* _Exercise instructions_: Reproduce the following lines verbatim.

(Dataset entries)

|---|

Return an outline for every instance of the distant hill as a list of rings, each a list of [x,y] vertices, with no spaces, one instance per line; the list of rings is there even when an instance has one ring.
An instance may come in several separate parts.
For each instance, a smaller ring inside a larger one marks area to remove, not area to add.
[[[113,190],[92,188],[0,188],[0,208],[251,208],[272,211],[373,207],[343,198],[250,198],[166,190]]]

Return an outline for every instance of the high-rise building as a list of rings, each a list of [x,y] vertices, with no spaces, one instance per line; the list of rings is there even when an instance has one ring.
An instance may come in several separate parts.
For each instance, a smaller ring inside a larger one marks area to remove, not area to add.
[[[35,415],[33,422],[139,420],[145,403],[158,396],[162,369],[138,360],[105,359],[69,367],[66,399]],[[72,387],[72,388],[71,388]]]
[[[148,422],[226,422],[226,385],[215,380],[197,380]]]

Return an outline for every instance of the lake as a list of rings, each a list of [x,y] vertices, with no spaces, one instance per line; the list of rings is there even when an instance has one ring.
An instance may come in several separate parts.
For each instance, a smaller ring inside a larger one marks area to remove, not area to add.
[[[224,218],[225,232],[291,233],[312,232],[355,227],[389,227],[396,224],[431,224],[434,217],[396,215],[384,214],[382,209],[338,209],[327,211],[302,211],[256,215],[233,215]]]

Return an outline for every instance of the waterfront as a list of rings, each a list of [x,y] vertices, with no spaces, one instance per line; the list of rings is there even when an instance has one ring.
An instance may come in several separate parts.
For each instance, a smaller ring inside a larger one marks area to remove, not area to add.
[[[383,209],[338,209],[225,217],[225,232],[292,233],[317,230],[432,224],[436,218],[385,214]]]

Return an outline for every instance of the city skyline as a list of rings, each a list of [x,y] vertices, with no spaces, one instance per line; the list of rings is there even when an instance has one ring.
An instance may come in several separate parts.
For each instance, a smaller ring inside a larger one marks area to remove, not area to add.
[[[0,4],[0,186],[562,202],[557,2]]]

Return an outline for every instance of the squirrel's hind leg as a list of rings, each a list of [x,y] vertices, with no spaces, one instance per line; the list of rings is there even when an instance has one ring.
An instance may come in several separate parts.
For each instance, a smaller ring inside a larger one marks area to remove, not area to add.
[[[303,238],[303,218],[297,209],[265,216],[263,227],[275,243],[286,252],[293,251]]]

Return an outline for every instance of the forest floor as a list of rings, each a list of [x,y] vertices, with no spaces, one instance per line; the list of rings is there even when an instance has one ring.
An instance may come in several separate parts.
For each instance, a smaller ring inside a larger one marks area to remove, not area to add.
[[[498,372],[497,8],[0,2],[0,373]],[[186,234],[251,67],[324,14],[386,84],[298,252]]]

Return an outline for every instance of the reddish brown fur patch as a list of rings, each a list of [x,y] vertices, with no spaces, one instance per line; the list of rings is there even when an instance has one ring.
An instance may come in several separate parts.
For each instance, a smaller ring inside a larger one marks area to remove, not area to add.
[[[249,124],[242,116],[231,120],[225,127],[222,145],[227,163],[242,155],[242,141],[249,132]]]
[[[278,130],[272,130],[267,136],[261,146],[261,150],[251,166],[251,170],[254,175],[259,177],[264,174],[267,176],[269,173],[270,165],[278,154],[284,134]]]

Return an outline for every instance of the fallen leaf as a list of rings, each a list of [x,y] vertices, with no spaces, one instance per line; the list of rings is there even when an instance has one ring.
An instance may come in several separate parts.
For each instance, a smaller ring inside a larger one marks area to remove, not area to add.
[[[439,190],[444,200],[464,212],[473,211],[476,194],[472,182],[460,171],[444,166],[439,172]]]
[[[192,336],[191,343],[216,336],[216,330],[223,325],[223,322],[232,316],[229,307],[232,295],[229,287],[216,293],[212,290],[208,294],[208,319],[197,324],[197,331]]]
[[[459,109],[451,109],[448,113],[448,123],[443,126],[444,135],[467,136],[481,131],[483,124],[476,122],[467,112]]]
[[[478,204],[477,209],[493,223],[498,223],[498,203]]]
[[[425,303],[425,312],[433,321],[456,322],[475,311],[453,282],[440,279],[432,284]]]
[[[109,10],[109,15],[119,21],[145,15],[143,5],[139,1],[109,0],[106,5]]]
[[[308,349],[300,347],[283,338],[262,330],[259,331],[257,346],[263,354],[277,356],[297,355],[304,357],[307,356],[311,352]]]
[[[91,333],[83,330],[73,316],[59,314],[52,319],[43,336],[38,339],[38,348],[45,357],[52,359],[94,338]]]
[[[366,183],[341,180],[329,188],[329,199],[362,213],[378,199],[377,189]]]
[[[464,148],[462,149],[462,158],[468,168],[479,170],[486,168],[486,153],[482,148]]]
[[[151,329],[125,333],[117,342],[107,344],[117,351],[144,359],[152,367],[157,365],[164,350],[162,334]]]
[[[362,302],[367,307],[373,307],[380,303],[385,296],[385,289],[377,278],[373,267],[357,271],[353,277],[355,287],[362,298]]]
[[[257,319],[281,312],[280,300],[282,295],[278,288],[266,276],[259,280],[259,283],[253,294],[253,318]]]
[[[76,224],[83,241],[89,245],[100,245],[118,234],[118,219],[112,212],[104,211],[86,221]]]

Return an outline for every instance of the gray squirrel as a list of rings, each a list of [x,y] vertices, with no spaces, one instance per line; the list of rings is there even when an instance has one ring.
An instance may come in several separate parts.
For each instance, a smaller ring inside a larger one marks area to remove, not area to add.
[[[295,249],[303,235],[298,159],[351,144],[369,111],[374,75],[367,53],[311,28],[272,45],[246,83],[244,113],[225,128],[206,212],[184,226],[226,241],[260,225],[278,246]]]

|---|

* _Task response_:
Return an outline for every instance of the distant hill as a list of rings, each a list of [x,y] vertices, with no spaces, one instance per line; the list of rings is there even when an instance has one ring.
An instance may come in several separate parts.
For each instance, a smaller ring inside a larger one marks area to remove, not area to add.
[[[113,190],[92,188],[0,188],[0,208],[251,208],[272,211],[373,207],[343,198],[250,198],[166,190]]]

Return an outline for every instance of the high-rise building as a list of rings, each a list of [x,y] vertices, with no spaces, one instance per line; the list of rings is there even when an instance has one ring.
An instance may come in several separate parts.
For each instance, a smaller ring inside a larger one marks area to remove, not area to add.
[[[35,415],[33,422],[139,420],[145,403],[158,396],[162,369],[138,360],[105,359],[69,367],[66,399]],[[72,387],[72,388],[71,388]]]
[[[148,422],[226,422],[226,385],[215,380],[197,380]]]

Return an outline for every instance of the lake as a list of rings, each a list of [x,y] vertices, with no spaces, one instance per line; the list of rings is there even when an instance has one ring.
An instance may come in several separate parts.
For each instance, a smaller ring inside a larger one marks area to remove, not area to add.
[[[224,218],[225,232],[291,233],[312,232],[355,227],[389,227],[396,224],[431,224],[434,217],[396,215],[384,214],[382,209],[338,209],[327,211],[302,211],[256,215],[233,215]]]

Return an outline for every instance of the waterfront as a list of rings, each a list of [x,y] vertices, with no spaces, one instance per line; the list of rings is there even when an instance has one ring.
An instance may come in several separate parts.
For each instance, a smaller ring inside a larger one marks area to remove, not area to add.
[[[383,209],[338,209],[225,217],[225,232],[292,233],[317,230],[432,224],[436,218],[385,214]]]

Return an outline for every instance of the city skyline as a list of rings, each a list of [x,y] vertices, with no spaces, one instance per line; the list of rings is there even when an instance has one ring.
An instance may come in several separate parts.
For each instance, a smaller ring inside a larger one marks area to remove, not area to add.
[[[0,4],[0,186],[562,202],[557,2]]]

Return an outline for every instance of the squirrel's hind leg as a list of rings, each a list of [x,y] vertices, with no spaces, one instance per line; the list of rings is there even when an instance has one ring.
An instance may come in several separate parts.
For each instance, a smaller ring inside a larger one marks area to remove, not area to add.
[[[303,238],[303,218],[297,209],[265,216],[263,227],[275,243],[286,252],[293,251]]]

Return an outline for every instance of the forest floor as a list of rings, each a list of [x,y] vertices, with no spaces, one instance per line; the list of rings is there even when an instance has one ring.
An instance may come in several separate parts.
For each instance, a smaller ring inside a larger one marks area to remove, not area to add.
[[[498,372],[497,8],[0,2],[0,373]],[[186,234],[251,67],[324,14],[386,84],[298,252]]]

Return an outline for every instance of the reddish brown fur patch as a list of rings, each a list of [x,y] vertices, with no spaces, one instance per line; the list of rings is there even when an instance has one ring.
An instance may come in several separate parts.
For each instance, a smaller ring inside a larger one marks area to remove, not area to add.
[[[249,124],[242,116],[231,120],[225,127],[222,145],[227,163],[242,155],[242,141],[249,132]]]
[[[278,130],[272,130],[267,136],[261,146],[261,150],[251,166],[251,170],[254,175],[259,177],[264,174],[267,176],[269,173],[270,165],[278,154],[284,134]]]

Return an outline for every instance of the fallen leaf as a list of rings, each a list of [x,y] vertices, with no spaces, one instance per line; the list of rings is there even when an instance has one ring.
An instance may come in several separate parts.
For each instance, a smaller ring inside a larger one marks area to remove, not area to add.
[[[439,190],[444,200],[464,212],[473,211],[476,194],[472,182],[460,171],[444,166],[439,172]]]
[[[192,336],[191,343],[216,336],[216,330],[223,325],[223,322],[232,316],[229,307],[232,295],[229,287],[216,293],[212,290],[208,294],[208,319],[197,324],[197,331]]]
[[[459,109],[451,109],[448,113],[448,123],[443,126],[444,135],[467,136],[481,131],[483,124],[476,122],[467,112]]]
[[[478,204],[477,209],[493,223],[498,223],[498,203]]]
[[[425,303],[425,312],[433,321],[456,322],[475,311],[453,282],[440,279],[432,284]]]
[[[109,10],[109,15],[119,21],[145,15],[143,5],[139,1],[109,0],[106,5]]]
[[[308,349],[300,347],[283,338],[262,330],[259,331],[257,346],[263,354],[277,356],[297,355],[304,357],[307,356],[311,352]]]
[[[91,333],[83,330],[73,316],[59,314],[52,319],[43,336],[38,339],[38,348],[45,357],[52,359],[94,338]]]
[[[366,183],[341,180],[329,188],[329,199],[362,213],[378,199],[377,189]]]
[[[464,148],[462,149],[462,158],[468,168],[479,170],[486,168],[486,153],[482,148]]]
[[[151,329],[125,333],[117,342],[107,344],[117,351],[144,359],[152,367],[157,365],[164,350],[162,334]]]
[[[362,302],[367,307],[373,307],[380,303],[385,296],[385,289],[377,278],[373,267],[357,271],[353,277],[355,287],[362,298]]]
[[[257,319],[281,312],[280,300],[282,295],[278,288],[266,276],[259,280],[259,283],[253,294],[253,318]]]
[[[76,224],[83,241],[89,245],[100,245],[118,234],[118,219],[112,212],[104,211],[86,221]]]

Return an outline for every instance of the gray squirrel as a list of rings, each a list of [x,y] vertices, with no spaces, one instance per line; the list of rings is there even when an instance has one ring.
An instance may come in several separate parts.
For each instance, a smaller ring inside a larger one marks area to remove, not area to add.
[[[295,249],[303,235],[298,159],[351,144],[369,111],[374,75],[367,53],[311,28],[272,45],[246,83],[244,113],[225,128],[206,212],[184,226],[226,241],[260,225],[278,246]]]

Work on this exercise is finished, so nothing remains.